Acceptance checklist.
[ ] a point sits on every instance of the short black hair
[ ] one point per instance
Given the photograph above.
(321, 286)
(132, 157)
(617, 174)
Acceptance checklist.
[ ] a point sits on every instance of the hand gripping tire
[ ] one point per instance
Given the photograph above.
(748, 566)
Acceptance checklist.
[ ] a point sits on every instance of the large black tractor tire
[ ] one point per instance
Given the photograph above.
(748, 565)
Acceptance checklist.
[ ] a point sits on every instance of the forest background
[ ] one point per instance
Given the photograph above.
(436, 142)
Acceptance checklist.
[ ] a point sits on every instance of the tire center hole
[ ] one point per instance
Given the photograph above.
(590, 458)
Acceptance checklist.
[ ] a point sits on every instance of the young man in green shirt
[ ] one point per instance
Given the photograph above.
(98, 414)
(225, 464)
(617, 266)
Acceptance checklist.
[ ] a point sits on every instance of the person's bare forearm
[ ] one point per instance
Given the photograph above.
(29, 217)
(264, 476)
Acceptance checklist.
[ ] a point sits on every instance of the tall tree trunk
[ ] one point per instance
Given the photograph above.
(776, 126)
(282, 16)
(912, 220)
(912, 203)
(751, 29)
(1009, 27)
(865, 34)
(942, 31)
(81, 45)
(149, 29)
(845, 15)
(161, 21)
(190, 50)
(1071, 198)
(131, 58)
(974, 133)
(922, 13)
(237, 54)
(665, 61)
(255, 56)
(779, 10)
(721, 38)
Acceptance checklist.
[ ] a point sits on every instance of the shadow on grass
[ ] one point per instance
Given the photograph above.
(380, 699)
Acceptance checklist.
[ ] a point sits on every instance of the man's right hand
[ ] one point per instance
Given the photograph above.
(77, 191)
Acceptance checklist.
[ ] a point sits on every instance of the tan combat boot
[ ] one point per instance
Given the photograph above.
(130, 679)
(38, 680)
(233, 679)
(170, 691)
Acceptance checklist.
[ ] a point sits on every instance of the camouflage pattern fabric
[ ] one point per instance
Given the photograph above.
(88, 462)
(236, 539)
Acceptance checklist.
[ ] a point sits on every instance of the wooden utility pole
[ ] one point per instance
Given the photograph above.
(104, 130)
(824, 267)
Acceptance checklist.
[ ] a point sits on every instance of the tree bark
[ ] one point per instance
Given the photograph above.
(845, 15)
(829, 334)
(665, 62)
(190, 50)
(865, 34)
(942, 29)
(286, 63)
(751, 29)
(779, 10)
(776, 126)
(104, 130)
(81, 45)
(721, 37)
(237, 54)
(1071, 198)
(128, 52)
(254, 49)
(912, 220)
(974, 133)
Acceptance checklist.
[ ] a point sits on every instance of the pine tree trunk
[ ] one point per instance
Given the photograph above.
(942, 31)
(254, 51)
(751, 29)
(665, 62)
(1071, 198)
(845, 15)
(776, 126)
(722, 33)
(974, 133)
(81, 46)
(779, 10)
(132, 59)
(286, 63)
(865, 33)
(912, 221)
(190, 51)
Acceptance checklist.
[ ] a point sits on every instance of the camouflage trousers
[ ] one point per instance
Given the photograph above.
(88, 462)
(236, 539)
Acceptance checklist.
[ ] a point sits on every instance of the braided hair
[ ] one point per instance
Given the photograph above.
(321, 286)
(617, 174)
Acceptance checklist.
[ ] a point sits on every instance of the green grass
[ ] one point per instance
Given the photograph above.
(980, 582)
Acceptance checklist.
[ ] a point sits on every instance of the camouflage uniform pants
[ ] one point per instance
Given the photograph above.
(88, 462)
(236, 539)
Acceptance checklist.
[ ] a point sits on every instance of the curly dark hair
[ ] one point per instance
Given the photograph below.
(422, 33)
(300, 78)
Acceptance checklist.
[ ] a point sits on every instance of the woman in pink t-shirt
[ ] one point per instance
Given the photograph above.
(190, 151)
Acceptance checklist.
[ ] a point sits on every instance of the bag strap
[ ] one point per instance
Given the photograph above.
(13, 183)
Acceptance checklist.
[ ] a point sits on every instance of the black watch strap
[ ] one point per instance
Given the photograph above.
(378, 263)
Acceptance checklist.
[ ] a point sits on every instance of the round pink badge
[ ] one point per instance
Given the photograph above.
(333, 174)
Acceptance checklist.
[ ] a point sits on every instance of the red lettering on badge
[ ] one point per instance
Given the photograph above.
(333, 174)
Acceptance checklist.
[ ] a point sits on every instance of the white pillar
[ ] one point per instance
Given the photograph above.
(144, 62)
□ □ □ □ □ □ □
What to do — List all lines in the material containing the string "strap".

Exercise response —
[ ] a point sits on every instance of the bag strap
[ ] a point sits on every instance of the black watch strap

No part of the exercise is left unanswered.